**Work to be completed**
According to the passage on Serbia's transition shock, by how much did sugar prices rise over the past year?

**Supplied text**
• • •

TRANSITION SHOCK: The third great success of the new government, even though a lot of today's criticism of the economic policies advocates are connected to it, is the liberalization of prices and a deregulation of foreign-trade operations which has enabled a somewhat elemental correction of the disparity between the prices of various products, naturally, onto the higher price level. One had to have had "guts" for such a rate in a state in which the philosophy of "protection" of both the consumers and the manufacturers was imposed by the state as the supreme economic arbitrator.

That liberalization and that deregulation have exposed the picture of the population's poverty - which Milosevic's regime has brought us to. Even though it is impossible to come to a totally authentic synthetic indicator of the population's standard, the story on the social situation in FRY should be kicked off with the so-called "consumer basket price" which includes 65 most essential products for a four-member family's monthly survival . According to the last accessible data of the Federal Institute of Statistics from August 2001, that monthly "consumer basket" cost 11.623 dinars (around 380 German marks), which is totally acceptable by European standards. It is a completely different story that at the same time that meant that for the survival of a family one needed to earn around two average monthly salaries. Simply put, even those four-member families in which two members are employed (and there are less than half of those in Serbia) - they still can't provide enough funds for the most basic survival. On top of that, it is difficult to even imagine how the majority of the families live in which no one has a job or where only one person is employed, or where an entire family lives off a single pension of its most senior member - which is often the case in Serbia.  

It is interesting to note that the consumer basket in foreign currency prices has significantly risen in the last year. While in July of last year the price of that basket was 227.30 DM (and the average salary then was 127.83 DM), in July of this year its price was 370.13 DM (while the average salary is 186.61 DM). Still, because the foreign exchange rate of the dinar at around 30 to one to the German mark practically hasn't budged in the last year, it is possible that the claims of the Serbian government are true that the living standard has risen by about 7 percent - because last year one had to give 2.3 average salaries for the basket, and now two salaries. However, all of this is pure statistics, which don't make the people feel any better.  

The liberalization of prices has also sharpened the picture of the previous "overkill production" of the food industry in Serbia and the harsh exploitation of the villages and the farmers which the citizens of low productivity didn't have much use of. That is now apparent in the increased food costs, and one should note that despite the nominal 83 percent salary increase in the last year (from 3051 dinars in July 2000 to 5581 dinars in July 2001), milk prices have gone up by 248 percent, bread by 352 percent, flour by 134 percent, ham by 132 percent, pork fat by 154 percent, cooking oil by 212 percent, sugar by 380 percent etc. When we add to these drastic price increases the increase of public utility costs (electricity, heating, water, garbage disposal etc.) of about 200 percent, and take into consideration that budget payments (tax and contributions) have gone up over 200 percent - then one can understand the "transition shock" which is now shaking Serbia better than standard calculations of prices and salaries.

• • •

**Supplied material**

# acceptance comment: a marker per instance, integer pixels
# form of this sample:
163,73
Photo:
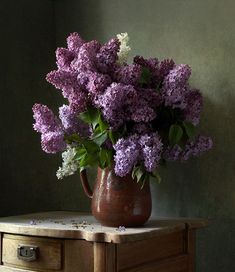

• • •

**Exercise answer**
380 percent.